**DOKUMENTTEXT:**
---------------

Kleine Vorrede

von Peter von Matt

 

Sich zu erinnern, ist leicht. Die Erinnerungen aufzuschreiben, ist schwer. Denn was als buntes Durcheinander im Gedächtnis schwebt, muss beim Schreiben in eine Ordnung gebracht werden. Diese Ordnung deutet und bewertet. Zurückdenken können wir, ohne zu richten. Die Erinnerungen erzählen aber heißt, zu Gericht zu sitzen über die Vergangenheit, über sich selbst und über die Menschen, mit denen man einst zusammenlebte. Da sind kaum zwei Sätze nacheinander möglich, ohne dass sich ein Urteil darin versteckte, ein Loben oder ein Verwerfen. Gewiss, oft merkt man es nicht, oder man merkt es erst beim genaueren Zusehen. Aber dass am Schreibtisch immer auch ein Richter sitzt, wenn eine Autobiographie entsteht, das ist nicht aus der Welt zu schaffen.
Man kann sich aus der Affäre ziehen, indem man alles rühmt und herrlich findet. Dann wird die Jugendzeit zur Idylle. Zuckerwatte, wohin man schaut – und ein Verrat an den Leiden und Nöten, ohne die keine und keiner aufwächst. Oder man wirft sich in die Brust und gefällt sich im strafenden Beschuldigen. Das kann dem erwachsenen Autor den Genuss verschaffen, eine Instanz zu sein und es den alten Widersachern endlich zurückzuzahlen. Die Kränkungen, die man als Kind erlebte, sind ja oft langlebiger als die Verletzungen der erwachsenen Zeit.

---------------

Datensätze zum Zeigen auf Objekte in Fotos:

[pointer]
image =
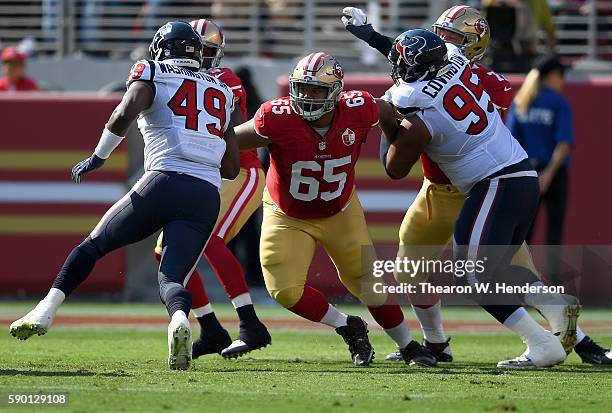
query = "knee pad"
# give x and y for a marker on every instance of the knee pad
(288, 297)
(159, 246)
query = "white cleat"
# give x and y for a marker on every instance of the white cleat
(38, 321)
(547, 351)
(179, 344)
(561, 311)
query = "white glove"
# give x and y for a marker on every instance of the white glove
(354, 16)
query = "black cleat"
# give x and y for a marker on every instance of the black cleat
(355, 334)
(592, 353)
(210, 343)
(251, 337)
(416, 354)
(441, 351)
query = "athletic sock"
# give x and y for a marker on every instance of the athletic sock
(247, 314)
(579, 334)
(334, 318)
(524, 325)
(431, 322)
(54, 298)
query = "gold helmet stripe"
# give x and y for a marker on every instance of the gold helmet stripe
(200, 26)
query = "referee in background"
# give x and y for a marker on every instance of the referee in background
(541, 119)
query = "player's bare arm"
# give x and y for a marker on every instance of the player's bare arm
(139, 97)
(230, 163)
(247, 137)
(389, 118)
(410, 141)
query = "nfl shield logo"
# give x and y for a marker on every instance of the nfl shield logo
(348, 137)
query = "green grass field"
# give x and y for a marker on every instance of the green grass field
(124, 369)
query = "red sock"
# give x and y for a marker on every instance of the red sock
(195, 286)
(226, 266)
(389, 315)
(312, 305)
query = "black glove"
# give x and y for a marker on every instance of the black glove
(85, 166)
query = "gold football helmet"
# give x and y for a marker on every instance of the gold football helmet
(213, 38)
(469, 23)
(316, 69)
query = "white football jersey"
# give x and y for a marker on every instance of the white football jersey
(184, 127)
(469, 140)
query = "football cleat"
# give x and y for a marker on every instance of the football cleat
(415, 354)
(355, 334)
(179, 344)
(441, 351)
(561, 311)
(251, 337)
(35, 322)
(592, 353)
(545, 352)
(210, 343)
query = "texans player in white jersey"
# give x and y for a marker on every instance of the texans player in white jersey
(184, 118)
(450, 117)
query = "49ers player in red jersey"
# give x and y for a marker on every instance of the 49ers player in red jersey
(314, 136)
(240, 198)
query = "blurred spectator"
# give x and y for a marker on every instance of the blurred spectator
(14, 67)
(514, 35)
(541, 120)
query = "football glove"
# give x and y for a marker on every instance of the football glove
(354, 16)
(85, 166)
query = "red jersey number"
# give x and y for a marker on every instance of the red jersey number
(185, 103)
(299, 181)
(468, 94)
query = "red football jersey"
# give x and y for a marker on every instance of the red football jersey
(312, 176)
(248, 159)
(500, 91)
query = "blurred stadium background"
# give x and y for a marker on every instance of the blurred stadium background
(81, 51)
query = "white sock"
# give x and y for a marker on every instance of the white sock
(333, 317)
(431, 323)
(579, 334)
(202, 311)
(400, 334)
(54, 298)
(524, 325)
(242, 300)
(180, 317)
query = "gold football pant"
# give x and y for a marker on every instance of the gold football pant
(428, 227)
(288, 244)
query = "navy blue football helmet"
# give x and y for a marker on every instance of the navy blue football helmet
(179, 44)
(417, 55)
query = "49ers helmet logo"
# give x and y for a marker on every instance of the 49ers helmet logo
(338, 72)
(348, 137)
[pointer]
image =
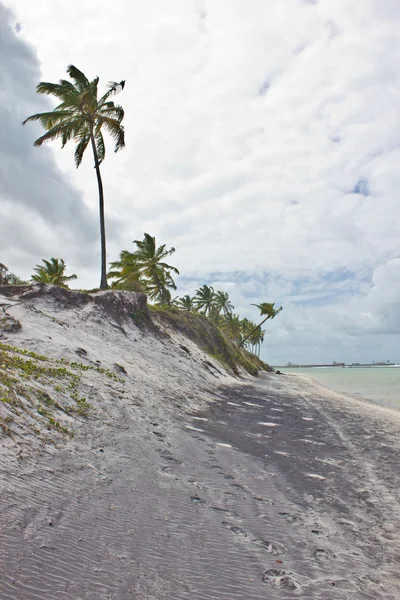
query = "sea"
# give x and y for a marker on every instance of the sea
(379, 384)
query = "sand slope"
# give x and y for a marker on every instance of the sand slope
(185, 482)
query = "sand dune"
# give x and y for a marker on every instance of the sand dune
(187, 482)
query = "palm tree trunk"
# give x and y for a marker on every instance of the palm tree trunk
(103, 278)
(254, 330)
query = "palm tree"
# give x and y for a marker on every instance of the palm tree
(185, 303)
(81, 116)
(205, 299)
(53, 271)
(266, 308)
(155, 274)
(125, 272)
(222, 303)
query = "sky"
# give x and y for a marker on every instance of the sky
(262, 142)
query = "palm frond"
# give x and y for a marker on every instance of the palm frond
(81, 81)
(80, 149)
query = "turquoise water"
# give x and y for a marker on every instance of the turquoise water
(380, 384)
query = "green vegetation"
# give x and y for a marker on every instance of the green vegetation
(81, 116)
(53, 271)
(209, 337)
(44, 390)
(145, 270)
(266, 308)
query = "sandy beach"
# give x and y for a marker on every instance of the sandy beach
(187, 482)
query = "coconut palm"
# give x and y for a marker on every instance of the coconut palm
(53, 271)
(81, 116)
(223, 304)
(185, 303)
(266, 308)
(125, 272)
(155, 274)
(205, 299)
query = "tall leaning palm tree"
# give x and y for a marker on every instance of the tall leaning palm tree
(205, 299)
(53, 271)
(223, 304)
(185, 303)
(81, 116)
(155, 274)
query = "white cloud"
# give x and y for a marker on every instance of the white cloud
(250, 128)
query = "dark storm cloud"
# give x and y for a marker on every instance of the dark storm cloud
(29, 177)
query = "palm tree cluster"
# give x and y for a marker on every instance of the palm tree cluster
(145, 270)
(52, 271)
(216, 306)
(82, 116)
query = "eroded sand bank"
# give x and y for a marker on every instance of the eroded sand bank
(197, 485)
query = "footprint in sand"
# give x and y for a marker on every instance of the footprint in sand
(272, 547)
(322, 555)
(235, 529)
(279, 578)
(289, 517)
(226, 511)
(263, 500)
(197, 500)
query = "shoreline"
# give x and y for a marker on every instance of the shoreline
(269, 488)
(183, 481)
(387, 401)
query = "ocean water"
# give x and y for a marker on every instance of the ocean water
(380, 384)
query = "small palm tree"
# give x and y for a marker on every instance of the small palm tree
(205, 299)
(81, 116)
(266, 308)
(155, 274)
(53, 271)
(223, 304)
(125, 272)
(185, 303)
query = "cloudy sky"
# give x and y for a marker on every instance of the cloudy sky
(263, 143)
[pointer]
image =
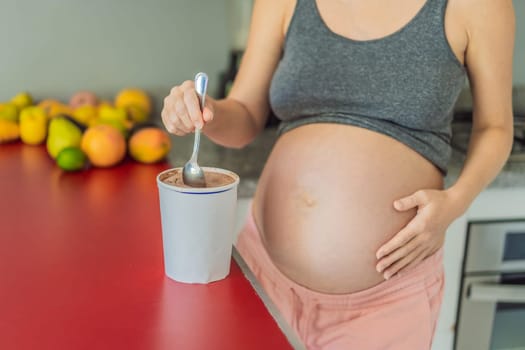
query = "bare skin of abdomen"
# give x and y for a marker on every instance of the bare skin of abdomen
(324, 203)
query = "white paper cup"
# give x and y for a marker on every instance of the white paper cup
(197, 229)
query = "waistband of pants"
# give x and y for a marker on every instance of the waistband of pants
(401, 283)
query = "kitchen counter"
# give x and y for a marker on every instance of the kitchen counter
(81, 267)
(249, 161)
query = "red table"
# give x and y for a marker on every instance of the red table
(81, 267)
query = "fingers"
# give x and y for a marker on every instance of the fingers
(409, 202)
(396, 255)
(412, 259)
(181, 113)
(400, 239)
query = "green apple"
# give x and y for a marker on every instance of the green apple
(62, 133)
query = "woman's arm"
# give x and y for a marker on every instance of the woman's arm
(488, 57)
(243, 114)
(489, 62)
(236, 120)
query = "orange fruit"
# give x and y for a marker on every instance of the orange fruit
(54, 108)
(104, 145)
(149, 145)
(83, 98)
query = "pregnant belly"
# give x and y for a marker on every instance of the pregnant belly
(324, 203)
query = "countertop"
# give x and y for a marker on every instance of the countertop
(81, 267)
(249, 161)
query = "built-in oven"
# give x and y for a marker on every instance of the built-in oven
(491, 314)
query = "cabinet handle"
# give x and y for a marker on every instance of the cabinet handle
(495, 292)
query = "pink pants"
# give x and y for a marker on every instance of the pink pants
(400, 313)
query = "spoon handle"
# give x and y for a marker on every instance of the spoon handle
(201, 84)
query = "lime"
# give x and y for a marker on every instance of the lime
(71, 159)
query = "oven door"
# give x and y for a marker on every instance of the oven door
(492, 313)
(492, 310)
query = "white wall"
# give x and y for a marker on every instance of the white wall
(519, 48)
(53, 48)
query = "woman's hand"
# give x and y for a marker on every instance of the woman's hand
(182, 114)
(422, 236)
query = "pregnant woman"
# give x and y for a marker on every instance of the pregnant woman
(349, 217)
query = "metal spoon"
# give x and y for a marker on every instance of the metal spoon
(192, 174)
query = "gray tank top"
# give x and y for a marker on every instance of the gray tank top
(403, 85)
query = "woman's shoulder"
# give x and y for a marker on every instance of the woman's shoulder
(475, 13)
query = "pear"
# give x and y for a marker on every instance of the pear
(63, 132)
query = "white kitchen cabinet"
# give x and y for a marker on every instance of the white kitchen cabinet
(492, 204)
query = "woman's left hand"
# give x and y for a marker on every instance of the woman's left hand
(422, 236)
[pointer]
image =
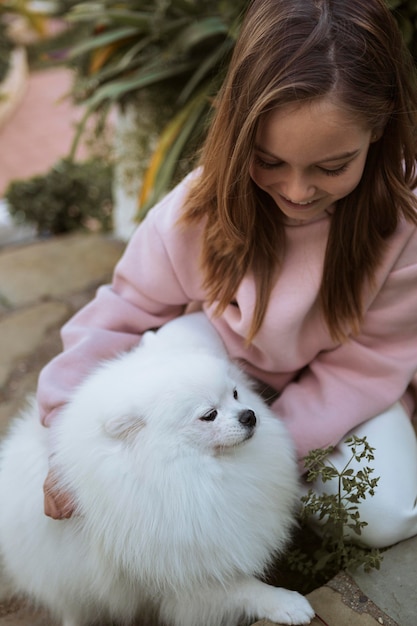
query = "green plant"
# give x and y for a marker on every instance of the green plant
(177, 51)
(174, 50)
(405, 12)
(71, 196)
(337, 515)
(6, 46)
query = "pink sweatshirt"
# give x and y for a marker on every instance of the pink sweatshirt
(326, 388)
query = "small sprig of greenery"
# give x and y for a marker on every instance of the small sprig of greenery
(336, 515)
(70, 196)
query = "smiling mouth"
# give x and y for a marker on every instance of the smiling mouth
(301, 205)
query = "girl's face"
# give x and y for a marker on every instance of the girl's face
(308, 156)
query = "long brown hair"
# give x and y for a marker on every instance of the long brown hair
(295, 51)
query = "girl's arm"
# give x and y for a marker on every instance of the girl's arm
(358, 380)
(153, 282)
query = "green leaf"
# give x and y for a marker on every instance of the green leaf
(103, 39)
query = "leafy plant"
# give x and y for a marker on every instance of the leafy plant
(6, 46)
(71, 196)
(177, 51)
(405, 12)
(174, 50)
(337, 514)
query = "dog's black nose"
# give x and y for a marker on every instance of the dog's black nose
(247, 418)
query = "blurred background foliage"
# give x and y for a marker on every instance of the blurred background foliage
(167, 55)
(175, 50)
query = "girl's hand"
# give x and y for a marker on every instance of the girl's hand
(57, 504)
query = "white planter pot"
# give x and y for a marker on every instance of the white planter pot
(135, 135)
(13, 87)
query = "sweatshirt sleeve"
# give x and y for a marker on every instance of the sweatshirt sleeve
(152, 283)
(359, 379)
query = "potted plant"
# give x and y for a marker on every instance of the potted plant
(161, 63)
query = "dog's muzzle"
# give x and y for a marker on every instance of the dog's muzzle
(248, 419)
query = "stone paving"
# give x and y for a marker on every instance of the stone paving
(42, 283)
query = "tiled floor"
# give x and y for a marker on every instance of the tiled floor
(41, 129)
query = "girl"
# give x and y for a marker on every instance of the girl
(297, 237)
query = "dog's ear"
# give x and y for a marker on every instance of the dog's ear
(124, 427)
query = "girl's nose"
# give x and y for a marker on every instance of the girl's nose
(298, 188)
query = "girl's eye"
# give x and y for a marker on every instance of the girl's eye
(336, 172)
(210, 416)
(266, 165)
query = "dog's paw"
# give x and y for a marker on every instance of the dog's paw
(289, 607)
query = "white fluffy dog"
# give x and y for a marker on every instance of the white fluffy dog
(185, 486)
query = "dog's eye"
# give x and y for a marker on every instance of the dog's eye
(209, 417)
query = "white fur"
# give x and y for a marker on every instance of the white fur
(175, 514)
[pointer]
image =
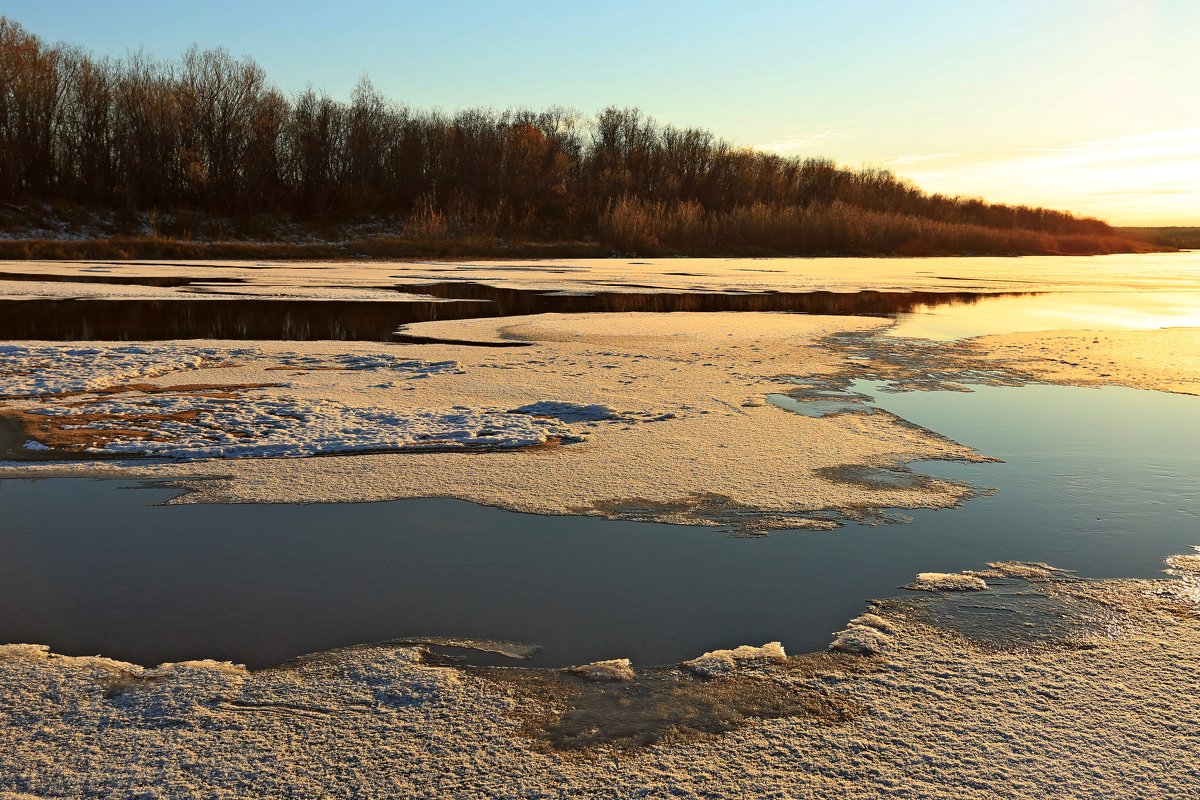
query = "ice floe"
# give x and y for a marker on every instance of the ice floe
(57, 370)
(258, 425)
(720, 662)
(947, 582)
(592, 413)
(613, 669)
(37, 371)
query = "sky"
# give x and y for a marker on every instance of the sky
(1091, 106)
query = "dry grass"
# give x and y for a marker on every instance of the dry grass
(659, 228)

---------------

**ZU BEARBEITENDE AUFGABEN:**
A. Zeigen Sie jede Zeile der obigen Auflistung, welche die Zeichenfolge "pear" enthält, wobei die Groß- und Kleinschreibung zu beachten ist.
B. Nehmen Sie die Vorrede über das Aufschreiben von Erinnerungen wieder auf und schreiben Sie sie im Anschluss an ihren letzten Satz weiter.

**ERGEBNISSE:**
A.
query = "pear"
# give x and y for a marker on every instance of the pear

B.
Wer seine Erinnerungen aufschreibt, sieht sich also vor der schweren Aufgabe, gerecht zu sein. Vielleicht ist diese Aufgabe gar nicht lösbar. Aber wie sich einer dieser Aufgabe stellt, das entscheidet über die Qualität des Buches.
Das Buch von Tony Ettlin ist geprägt vom Willen zur Gerechtigkeit. Es ist unsentimental auf oft erschreckende Weise. Es fällt Urteile, aber es gefällt sich nicht darin. Nie spielt der Autor den Überlegenen. Er ist sich selbst auf der Spur, mit einer grimmigen Sachlichkeit, sich selbst, seinen Eltern und dem Kosmos einer krummen Handwerkergasse im Stans der Fünfziger und Sechziger Jahre. Maßstab ist seine Erfahrung. Diese wird durch keine soziologischen Theorien gefiltert, durch keine psychologischen Deutungsmuster gefärbt. Deshalb ist das Buch so eminent sinnlich. Das Detail steht nicht im Dienst einer Lehre, die es zu illustrieren hätte, sondern ist um seiner selbst willen da. Es wird benannt, weil es wahr ist, weil die Dinge so waren, in harter Tatsächlichkeit, und dem, der sie beschreibt, stehen sie noch immer mit einer Heftigkeit vor Augen, dass man den Gedanken nicht los bringt, der Autor müsse schreiben, um endlich frei zu werden.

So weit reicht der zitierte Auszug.